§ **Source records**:
+ + +
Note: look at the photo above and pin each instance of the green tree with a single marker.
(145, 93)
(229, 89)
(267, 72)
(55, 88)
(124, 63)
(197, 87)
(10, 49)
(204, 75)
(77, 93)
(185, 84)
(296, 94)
+ + +
Each record above needs to be written out exactly, with nothing left out.

§ **Exercise answer**:
Note: look at the photo above and pin each instance of the green tree with a single marker.
(145, 93)
(229, 89)
(267, 72)
(55, 88)
(124, 63)
(197, 87)
(10, 49)
(204, 75)
(77, 93)
(185, 84)
(296, 94)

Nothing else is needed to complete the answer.